Gardiner’s notes indicate that these chorals would have been welcome for Bach’s Leipzig and Weimar churches after “all those self-absorbed feelings of guilt, fear, damnation and hellfire that dominated the final Sundays of the Trinity season.” Not only was Luther’s hymn popular but Bach’s festive music would have given worshipers a happy sense of “having at last turned a corner.”

Interestingly, in the BWV 61 cantata, Bach switches themes a little after the aria “Komm, Jesu” (with its repeated prayer “Komm”), from the praise of Christ’s appearance to the presence of the Lord in the believer’s heart.

Open up, my whole heart,
Jesus comes and enters in.
Though I be but dust and earth,
He shall not despise me,
but takes delight
to see that I become His dwelling.
Oh, how blessed shall I be!

In BWV 62, Christ becomes a “mighty hero” with the tone of the messianic psalms (and Isaiah’s messianic poems) characterizing the texts (by Luther and an anonymous writer), with joy and praise concluding the cantata. In BWV 36, Bach sets the words “Even with subdued, weak voices God’s majesty is revered” with a soft soprano and a muted violin. We also have the theme in this cantata of Christ as the bridegroom of the soul—and, of course, the joy analogous to a wedding.

Pray the strings in Cythera
and let sweet Musica
sound out with naught but joy,
that I may with little Jesus,
this exquisite groom of mine,
pilgrimage in constant love.


According to the CD notes, the English translations are by Richard Stokes

*If you’re new to Bach: “BWV” means “Bach-Werke-Verzeichnis” (“Bach works catalogue”). It’s the standard numbering and identification of Bach’s works, according to themes and genres rather than chronology.

- - - - - - -

Exercises:
**A.** Please update the Bach cantata text from "According to the CD" to "rather than chronology.", putting "date of composition" in place of "chronology".
**B.** In the Bach cantata text, what does Bach use in BWV 36 to set the words about God's majesty being revered with subdued, weak voices?

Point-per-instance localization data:

- - - - - - -

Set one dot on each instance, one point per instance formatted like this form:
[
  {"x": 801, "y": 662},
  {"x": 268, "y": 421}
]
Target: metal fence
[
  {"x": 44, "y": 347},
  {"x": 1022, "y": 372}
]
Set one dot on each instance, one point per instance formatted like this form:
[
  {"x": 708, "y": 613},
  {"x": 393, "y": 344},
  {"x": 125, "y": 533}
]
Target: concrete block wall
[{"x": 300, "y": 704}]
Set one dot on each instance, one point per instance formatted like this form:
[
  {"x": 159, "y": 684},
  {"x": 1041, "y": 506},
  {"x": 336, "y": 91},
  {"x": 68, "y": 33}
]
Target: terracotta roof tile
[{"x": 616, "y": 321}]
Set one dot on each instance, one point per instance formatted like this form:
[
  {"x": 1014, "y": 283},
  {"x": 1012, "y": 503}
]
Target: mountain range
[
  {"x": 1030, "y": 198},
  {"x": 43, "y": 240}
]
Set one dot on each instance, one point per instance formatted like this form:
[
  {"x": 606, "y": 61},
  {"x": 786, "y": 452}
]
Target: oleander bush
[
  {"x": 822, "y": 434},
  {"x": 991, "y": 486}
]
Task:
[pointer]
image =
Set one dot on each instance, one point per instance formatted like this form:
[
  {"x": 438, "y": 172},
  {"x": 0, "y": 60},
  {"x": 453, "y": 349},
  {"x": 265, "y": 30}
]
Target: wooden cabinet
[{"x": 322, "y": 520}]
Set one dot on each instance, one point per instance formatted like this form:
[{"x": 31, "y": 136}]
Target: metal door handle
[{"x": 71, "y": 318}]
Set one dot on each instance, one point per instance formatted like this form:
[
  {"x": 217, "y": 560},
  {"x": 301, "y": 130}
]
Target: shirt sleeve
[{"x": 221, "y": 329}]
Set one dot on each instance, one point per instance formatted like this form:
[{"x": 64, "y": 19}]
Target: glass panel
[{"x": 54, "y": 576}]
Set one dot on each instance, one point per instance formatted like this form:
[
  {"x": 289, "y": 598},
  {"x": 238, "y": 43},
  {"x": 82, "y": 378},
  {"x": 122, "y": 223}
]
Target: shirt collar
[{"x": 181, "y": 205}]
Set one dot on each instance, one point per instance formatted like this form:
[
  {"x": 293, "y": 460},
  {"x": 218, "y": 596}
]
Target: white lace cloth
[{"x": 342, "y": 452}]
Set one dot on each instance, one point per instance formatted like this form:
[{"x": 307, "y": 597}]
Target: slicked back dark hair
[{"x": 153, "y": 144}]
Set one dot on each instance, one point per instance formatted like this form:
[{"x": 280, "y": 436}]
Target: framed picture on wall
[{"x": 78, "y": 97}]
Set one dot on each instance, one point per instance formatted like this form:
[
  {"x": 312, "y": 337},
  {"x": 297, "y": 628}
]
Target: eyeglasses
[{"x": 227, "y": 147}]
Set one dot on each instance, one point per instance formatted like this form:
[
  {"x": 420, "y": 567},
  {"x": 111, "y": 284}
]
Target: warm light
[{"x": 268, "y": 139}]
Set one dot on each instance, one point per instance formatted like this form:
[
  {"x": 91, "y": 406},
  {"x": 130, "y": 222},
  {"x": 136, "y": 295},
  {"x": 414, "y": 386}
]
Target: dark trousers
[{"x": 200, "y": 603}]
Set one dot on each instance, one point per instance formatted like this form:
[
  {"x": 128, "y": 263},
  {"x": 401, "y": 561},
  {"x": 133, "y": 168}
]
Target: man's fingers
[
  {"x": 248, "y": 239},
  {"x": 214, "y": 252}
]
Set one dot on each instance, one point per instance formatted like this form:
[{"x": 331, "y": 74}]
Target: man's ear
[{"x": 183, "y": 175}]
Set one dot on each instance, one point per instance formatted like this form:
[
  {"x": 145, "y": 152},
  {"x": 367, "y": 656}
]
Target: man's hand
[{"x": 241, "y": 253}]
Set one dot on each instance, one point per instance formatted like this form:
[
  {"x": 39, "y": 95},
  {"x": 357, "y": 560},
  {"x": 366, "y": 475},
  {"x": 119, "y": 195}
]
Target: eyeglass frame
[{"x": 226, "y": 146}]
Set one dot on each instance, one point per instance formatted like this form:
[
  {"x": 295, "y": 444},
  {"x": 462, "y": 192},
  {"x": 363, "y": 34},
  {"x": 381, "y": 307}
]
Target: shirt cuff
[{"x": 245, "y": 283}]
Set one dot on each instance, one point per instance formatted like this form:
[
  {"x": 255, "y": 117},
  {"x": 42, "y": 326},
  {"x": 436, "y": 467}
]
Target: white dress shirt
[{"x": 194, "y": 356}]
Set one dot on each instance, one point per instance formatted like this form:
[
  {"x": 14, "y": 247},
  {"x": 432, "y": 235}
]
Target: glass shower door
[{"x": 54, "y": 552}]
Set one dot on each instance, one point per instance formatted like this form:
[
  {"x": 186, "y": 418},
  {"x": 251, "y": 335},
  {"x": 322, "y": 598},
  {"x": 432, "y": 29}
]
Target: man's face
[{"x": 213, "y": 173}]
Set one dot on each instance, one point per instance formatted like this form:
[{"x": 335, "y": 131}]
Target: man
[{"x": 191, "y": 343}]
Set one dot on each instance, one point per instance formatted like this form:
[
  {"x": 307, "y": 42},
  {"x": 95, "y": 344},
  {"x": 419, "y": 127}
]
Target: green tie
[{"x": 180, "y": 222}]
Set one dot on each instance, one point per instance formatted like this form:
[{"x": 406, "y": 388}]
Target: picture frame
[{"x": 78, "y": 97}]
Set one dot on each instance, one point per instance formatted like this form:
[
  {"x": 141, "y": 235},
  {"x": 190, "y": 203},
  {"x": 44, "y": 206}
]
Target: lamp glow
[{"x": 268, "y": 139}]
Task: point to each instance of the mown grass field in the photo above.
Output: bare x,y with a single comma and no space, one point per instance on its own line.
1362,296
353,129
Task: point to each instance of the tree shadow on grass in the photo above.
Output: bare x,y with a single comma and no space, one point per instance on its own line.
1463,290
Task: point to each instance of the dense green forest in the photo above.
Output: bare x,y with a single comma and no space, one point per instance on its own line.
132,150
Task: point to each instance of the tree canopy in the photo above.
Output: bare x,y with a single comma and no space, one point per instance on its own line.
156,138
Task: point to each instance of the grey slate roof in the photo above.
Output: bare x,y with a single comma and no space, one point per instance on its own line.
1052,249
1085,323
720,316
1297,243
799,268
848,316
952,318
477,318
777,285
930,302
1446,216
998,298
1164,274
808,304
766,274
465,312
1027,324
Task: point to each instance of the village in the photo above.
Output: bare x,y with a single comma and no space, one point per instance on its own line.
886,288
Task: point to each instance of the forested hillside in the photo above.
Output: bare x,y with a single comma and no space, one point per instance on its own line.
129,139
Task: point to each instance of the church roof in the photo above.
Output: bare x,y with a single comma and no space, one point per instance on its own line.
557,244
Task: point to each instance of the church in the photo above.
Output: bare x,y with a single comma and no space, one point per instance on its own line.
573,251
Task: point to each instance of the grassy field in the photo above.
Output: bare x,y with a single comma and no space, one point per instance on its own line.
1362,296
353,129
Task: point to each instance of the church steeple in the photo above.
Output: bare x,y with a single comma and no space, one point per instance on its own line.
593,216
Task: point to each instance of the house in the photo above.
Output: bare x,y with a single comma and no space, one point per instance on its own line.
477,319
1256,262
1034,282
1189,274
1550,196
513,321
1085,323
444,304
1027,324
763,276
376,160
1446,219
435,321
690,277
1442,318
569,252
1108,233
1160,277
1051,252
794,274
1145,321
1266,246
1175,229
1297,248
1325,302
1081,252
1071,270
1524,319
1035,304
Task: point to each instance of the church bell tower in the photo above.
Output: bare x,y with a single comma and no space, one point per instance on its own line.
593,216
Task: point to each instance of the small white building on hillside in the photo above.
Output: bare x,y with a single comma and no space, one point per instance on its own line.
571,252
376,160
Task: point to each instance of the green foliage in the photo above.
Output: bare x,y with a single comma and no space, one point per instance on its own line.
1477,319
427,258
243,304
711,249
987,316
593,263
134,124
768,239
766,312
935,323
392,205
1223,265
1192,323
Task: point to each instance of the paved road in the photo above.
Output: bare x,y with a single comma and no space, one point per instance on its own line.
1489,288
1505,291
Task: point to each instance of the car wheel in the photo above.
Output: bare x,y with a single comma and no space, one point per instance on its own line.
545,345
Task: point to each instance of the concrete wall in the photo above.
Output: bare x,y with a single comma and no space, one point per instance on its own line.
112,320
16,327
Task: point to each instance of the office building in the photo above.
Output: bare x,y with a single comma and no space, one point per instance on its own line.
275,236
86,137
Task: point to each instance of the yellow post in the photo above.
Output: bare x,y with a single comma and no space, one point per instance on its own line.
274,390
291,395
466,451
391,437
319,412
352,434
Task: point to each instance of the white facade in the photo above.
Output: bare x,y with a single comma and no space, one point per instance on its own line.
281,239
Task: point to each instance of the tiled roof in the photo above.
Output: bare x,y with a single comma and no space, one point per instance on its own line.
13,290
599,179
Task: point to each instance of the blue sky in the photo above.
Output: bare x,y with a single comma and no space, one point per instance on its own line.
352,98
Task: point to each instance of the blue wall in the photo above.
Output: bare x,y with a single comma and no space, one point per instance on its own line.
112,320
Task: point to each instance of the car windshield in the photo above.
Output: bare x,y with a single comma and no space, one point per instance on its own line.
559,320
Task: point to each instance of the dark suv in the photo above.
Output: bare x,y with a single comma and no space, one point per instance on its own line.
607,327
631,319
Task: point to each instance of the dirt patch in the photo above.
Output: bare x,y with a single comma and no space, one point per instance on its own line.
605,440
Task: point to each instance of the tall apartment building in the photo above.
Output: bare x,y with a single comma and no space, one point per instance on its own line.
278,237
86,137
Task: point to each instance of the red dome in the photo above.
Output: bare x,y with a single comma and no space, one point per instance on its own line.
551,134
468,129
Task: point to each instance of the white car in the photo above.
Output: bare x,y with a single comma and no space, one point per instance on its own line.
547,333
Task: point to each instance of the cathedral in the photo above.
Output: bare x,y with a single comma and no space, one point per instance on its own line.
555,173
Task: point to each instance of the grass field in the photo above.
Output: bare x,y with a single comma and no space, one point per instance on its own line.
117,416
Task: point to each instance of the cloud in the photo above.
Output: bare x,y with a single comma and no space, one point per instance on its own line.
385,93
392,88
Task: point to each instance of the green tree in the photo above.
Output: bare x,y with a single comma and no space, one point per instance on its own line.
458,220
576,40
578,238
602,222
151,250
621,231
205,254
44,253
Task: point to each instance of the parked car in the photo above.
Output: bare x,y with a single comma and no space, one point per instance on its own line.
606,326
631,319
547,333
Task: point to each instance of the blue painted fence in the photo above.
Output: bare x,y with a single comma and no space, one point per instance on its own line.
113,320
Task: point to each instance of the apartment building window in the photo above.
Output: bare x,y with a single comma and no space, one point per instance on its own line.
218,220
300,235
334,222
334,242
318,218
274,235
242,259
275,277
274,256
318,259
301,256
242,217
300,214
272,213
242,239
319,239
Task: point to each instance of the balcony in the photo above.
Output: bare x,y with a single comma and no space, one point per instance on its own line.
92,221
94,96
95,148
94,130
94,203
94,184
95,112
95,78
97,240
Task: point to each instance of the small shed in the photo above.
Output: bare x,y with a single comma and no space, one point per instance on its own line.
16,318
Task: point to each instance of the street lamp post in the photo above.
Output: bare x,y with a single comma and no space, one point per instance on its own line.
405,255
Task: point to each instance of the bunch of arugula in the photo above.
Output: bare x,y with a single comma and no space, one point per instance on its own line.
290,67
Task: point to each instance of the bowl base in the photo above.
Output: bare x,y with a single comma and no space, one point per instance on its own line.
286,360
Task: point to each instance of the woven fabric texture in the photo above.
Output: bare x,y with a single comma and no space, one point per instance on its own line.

- - - - - - -

Responses by task:
**A.**
According to the CD notes, the English translations are by Richard Stokes

*If you’re new to Bach: “BWV” means “Bach-Werke-Verzeichnis” (“Bach works catalogue”). It’s the standard numbering and identification of Bach’s works, according to themes and genres rather than date of composition.

**B.** A soft soprano and a muted violin.